[Given request]: Pick out and copy each line of the material that contains the string "brown". Matching is case-sensitive.

[Material provided]:
(begin)
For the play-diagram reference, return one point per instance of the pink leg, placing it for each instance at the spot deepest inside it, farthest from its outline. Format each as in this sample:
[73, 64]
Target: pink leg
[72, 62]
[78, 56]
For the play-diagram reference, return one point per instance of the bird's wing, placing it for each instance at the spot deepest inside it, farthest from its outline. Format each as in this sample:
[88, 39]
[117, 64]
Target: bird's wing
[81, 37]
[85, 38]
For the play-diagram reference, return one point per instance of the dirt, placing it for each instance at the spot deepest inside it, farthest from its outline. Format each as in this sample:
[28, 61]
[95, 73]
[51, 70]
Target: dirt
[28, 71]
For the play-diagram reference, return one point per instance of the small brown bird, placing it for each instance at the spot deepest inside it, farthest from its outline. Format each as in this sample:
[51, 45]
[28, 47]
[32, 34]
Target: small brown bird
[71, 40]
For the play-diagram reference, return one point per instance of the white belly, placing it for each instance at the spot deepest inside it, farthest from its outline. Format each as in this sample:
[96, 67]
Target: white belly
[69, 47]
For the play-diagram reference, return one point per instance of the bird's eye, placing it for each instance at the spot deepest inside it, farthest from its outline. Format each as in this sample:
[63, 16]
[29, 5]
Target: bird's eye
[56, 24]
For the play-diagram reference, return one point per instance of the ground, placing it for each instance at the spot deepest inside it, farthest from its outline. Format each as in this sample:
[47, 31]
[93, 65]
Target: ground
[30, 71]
(end)
(begin)
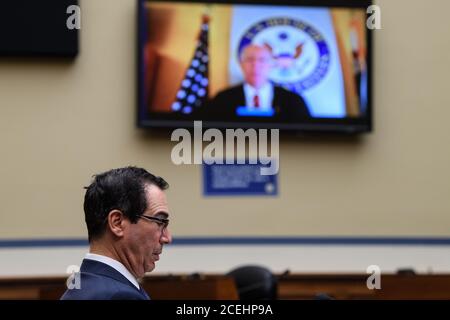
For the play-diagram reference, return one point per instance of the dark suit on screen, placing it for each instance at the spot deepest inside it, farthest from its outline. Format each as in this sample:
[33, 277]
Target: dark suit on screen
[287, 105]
(end)
(begin)
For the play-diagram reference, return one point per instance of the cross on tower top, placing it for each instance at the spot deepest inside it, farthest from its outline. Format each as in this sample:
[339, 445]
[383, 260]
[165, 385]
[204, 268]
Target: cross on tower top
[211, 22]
(end)
[Result for this task]:
For the play-diagram reference, return one point per instance of the small brown bird, placing it for each instance at the spot deepest inside it, farthest from its outline. Format each as in this sample:
Target: small brown bird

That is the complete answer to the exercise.